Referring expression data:
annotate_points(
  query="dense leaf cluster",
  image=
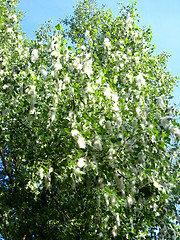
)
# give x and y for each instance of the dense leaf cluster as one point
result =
(89, 144)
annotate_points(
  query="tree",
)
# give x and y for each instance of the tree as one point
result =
(89, 143)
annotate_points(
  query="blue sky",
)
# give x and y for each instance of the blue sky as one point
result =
(162, 15)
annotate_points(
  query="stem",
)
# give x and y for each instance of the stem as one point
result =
(6, 167)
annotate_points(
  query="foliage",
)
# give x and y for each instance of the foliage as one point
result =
(89, 143)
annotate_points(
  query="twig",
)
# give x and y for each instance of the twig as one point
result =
(6, 167)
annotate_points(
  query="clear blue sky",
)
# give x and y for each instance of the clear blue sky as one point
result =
(162, 15)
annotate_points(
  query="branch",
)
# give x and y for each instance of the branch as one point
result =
(6, 167)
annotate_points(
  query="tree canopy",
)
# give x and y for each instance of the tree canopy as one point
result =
(89, 143)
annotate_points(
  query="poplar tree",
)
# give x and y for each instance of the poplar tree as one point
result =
(89, 143)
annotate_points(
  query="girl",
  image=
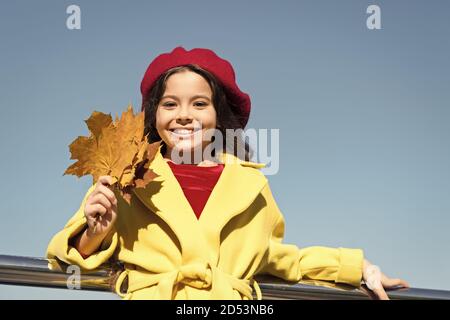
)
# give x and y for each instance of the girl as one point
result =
(200, 230)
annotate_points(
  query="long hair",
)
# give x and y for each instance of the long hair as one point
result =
(228, 116)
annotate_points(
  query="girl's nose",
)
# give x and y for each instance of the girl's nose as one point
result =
(184, 115)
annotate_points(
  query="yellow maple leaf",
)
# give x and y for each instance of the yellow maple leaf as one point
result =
(118, 149)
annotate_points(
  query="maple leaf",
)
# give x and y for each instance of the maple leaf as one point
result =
(118, 149)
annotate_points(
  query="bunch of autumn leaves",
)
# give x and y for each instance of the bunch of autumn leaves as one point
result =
(118, 149)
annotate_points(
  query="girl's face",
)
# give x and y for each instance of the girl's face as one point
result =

**TO DO:** Reproduce each entry above word for word. Pictures are not part of the copy.

**ANSWER BELOW:**
annotate_points(
  query="dense leaf cluster",
  image=
)
# give x and y for each instance of the dense leaf cluster as one point
result =
(89, 144)
annotate_points(
  query="tree",
)
# give x and y for each instance of the tree as one point
result =
(89, 143)
annotate_points(
  query="blue sky",
)
# give x and y for each instance of the blue sky as one point
result =
(162, 15)
annotate_points(
  query="stem",
)
# give x and y for each instance of the stem as one point
result =
(6, 167)
annotate_points(
  query="foliage",
)
# give x and y for each instance of the foliage as one point
result =
(89, 143)
annotate_points(
  query="twig",
)
# give x and y for each instance of the twig as one point
result =
(6, 167)
annotate_points(
  query="clear blue sky",
)
# give x and y for each instance of the clear blue sky as one point
result =
(162, 15)
annotate_points(
  query="branch",
)
# give x and y for each instance of the branch as one point
result =
(6, 167)
annotate_points(
  query="tree canopy",
)
# give x and y for each instance of the tree canopy as one point
result =
(89, 143)
annotate_points(
  query="poplar tree",
)
# give x and y for each instance of the poplar tree as one point
result =
(89, 143)
annotate_points(
  query="girl",
  image=
)
# give x and y for each instance of the girl as one point
result =
(200, 230)
annotate_points(
  query="long hair",
)
# give x and y for each instance of the long hair as one point
result =
(228, 116)
annotate_points(
  query="girl's nose",
)
# give x and y for each instance of the girl's nose as one point
result =
(184, 115)
annotate_points(
  query="yellow maple leaf",
)
# give x and y for each instance of the yellow maple leaf as one point
result =
(118, 149)
annotate_points(
  query="maple leaf",
)
# give x and y for each instance of the maple leaf as one point
result =
(118, 149)
annotate_points(
  query="bunch of autumn leaves",
)
# give x and y for each instance of the bunch of autumn leaves as one point
result =
(118, 149)
annotate_points(
  query="girl's face",
)
# give x and y for each instance of the girl's face as one point
result =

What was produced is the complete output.